Stored data:
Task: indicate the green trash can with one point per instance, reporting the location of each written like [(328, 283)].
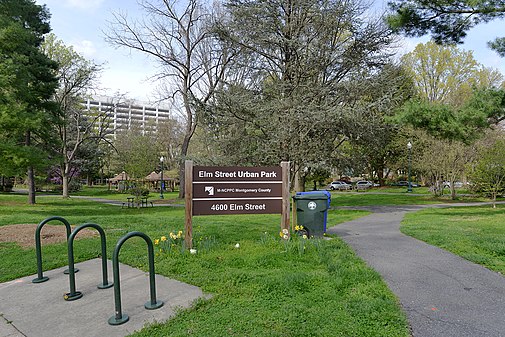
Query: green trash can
[(312, 211)]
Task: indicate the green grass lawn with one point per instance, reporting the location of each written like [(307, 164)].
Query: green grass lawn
[(474, 233), (267, 287), (372, 198)]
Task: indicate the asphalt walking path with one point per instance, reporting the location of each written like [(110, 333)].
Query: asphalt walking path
[(441, 293)]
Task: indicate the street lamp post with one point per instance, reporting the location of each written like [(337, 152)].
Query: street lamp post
[(162, 159), (409, 146)]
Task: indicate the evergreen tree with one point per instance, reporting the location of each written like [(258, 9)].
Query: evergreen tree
[(27, 84)]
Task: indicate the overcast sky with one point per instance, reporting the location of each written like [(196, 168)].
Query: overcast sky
[(80, 23)]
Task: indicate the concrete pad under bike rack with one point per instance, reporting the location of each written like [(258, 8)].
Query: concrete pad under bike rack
[(28, 309)]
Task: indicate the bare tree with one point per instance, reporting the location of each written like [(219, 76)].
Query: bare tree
[(178, 35)]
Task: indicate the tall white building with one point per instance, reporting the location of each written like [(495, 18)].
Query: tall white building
[(122, 116)]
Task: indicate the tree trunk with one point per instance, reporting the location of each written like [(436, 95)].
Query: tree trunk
[(64, 181), (30, 175), (182, 176), (31, 185)]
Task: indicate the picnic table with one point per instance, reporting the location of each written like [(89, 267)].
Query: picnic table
[(130, 202)]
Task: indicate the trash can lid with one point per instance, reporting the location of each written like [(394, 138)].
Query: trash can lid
[(313, 195)]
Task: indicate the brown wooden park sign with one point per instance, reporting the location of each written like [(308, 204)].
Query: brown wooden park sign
[(218, 190)]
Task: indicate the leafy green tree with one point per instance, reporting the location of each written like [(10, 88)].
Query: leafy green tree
[(28, 83), (488, 173), (294, 92), (447, 74), (76, 127), (446, 21), (456, 98), (441, 160)]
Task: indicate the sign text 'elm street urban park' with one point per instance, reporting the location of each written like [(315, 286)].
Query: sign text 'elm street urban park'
[(237, 190)]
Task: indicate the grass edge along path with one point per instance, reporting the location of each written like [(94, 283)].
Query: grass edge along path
[(474, 233), (266, 287)]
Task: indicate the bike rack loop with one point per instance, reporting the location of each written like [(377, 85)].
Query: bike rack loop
[(38, 247), (73, 294), (119, 317)]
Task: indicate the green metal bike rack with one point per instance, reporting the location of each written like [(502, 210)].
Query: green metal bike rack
[(119, 317), (38, 247), (73, 294)]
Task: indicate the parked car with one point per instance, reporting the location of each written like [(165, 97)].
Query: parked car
[(404, 183), (339, 186), (364, 185), (457, 184)]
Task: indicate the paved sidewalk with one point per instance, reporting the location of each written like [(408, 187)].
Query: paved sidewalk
[(442, 294), (39, 310)]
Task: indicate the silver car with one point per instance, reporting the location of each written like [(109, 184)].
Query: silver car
[(339, 186)]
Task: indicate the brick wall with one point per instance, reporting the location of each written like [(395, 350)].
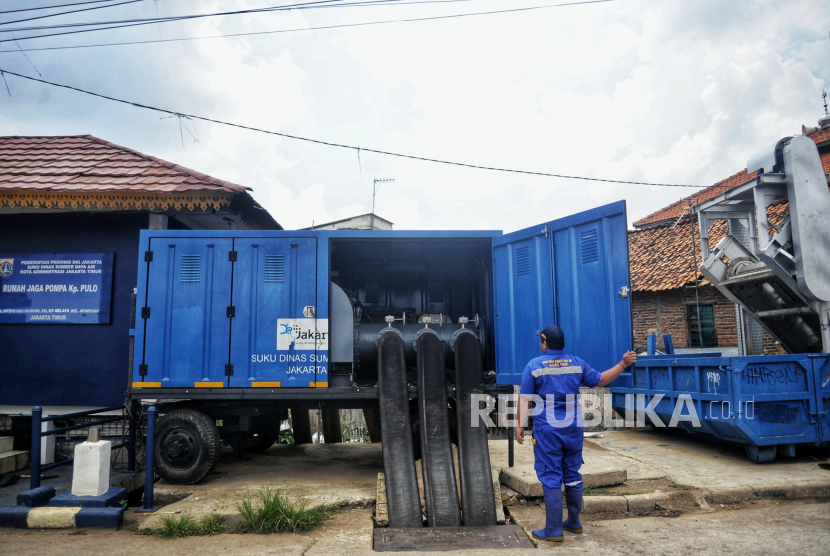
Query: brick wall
[(664, 312)]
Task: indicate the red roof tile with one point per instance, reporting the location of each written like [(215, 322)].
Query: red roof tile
[(86, 163), (675, 210), (661, 256)]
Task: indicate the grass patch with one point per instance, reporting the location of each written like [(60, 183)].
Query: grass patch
[(129, 525), (185, 525), (274, 512)]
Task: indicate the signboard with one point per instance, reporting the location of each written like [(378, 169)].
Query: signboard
[(55, 288), (303, 334)]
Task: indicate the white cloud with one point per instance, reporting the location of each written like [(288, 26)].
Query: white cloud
[(679, 92)]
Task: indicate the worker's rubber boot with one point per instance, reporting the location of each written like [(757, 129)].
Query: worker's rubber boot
[(553, 517), (573, 498)]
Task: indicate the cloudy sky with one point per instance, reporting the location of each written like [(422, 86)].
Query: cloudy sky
[(675, 91)]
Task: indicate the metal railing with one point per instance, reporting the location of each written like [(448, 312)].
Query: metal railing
[(38, 434)]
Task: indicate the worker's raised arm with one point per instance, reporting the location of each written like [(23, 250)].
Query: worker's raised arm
[(522, 411), (608, 376)]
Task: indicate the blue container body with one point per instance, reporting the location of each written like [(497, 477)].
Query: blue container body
[(218, 309), (755, 401)]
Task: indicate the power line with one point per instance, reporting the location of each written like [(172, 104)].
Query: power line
[(69, 12), (318, 28), (120, 24), (55, 6), (339, 145), (164, 19)]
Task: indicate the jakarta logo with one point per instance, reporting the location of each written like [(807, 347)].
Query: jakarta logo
[(6, 268)]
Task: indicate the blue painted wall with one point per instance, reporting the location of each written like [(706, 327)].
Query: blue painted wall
[(63, 364)]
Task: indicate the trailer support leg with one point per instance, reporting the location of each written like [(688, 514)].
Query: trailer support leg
[(301, 426), (332, 431), (150, 463), (34, 471)]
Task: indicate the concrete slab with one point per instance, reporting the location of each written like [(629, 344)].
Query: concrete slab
[(703, 464), (61, 479), (523, 479), (596, 460), (342, 474)]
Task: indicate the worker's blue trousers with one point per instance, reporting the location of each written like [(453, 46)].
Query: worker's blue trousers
[(558, 454)]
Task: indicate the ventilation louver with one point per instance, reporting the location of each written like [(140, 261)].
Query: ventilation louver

> **To be done**
Copy the records from the line with "Task: indicate the brick" to the line with "[(675, 91)]", both included, word for word, and leave out the pictures.

> **The response**
Task: indicate the brick wall with one point per instance, reporting the location of each written like [(395, 350)].
Query: brick wall
[(664, 312)]
Task: indicate the red roof tile with one point per instance, reporting the location of each written like [(215, 322)].
Query: red roof tile
[(86, 163), (675, 210), (661, 256)]
Task: indicate the grass patch with one point per instance, reporting the location of each written like [(60, 183)].
Query: grass patch
[(129, 525), (185, 525), (274, 512)]
Task: indicate the signboard with one point per instance, reporting the location of each written like [(378, 169)].
Query: signboard
[(55, 288), (303, 334)]
Task: indicate the white cloud with one point per instance, reporting the location of each written like [(288, 26)].
Query: white cloud
[(679, 92)]
Task: indicate the worker's rubber boot with one point per instance, reporting the location of each written like [(757, 129)].
Query: worker's rubber boot
[(553, 517), (573, 498)]
Task: indicate the cloudy sky with one point per instance, reporting the location of each written like [(422, 86)].
Query: cloudy sky
[(675, 91)]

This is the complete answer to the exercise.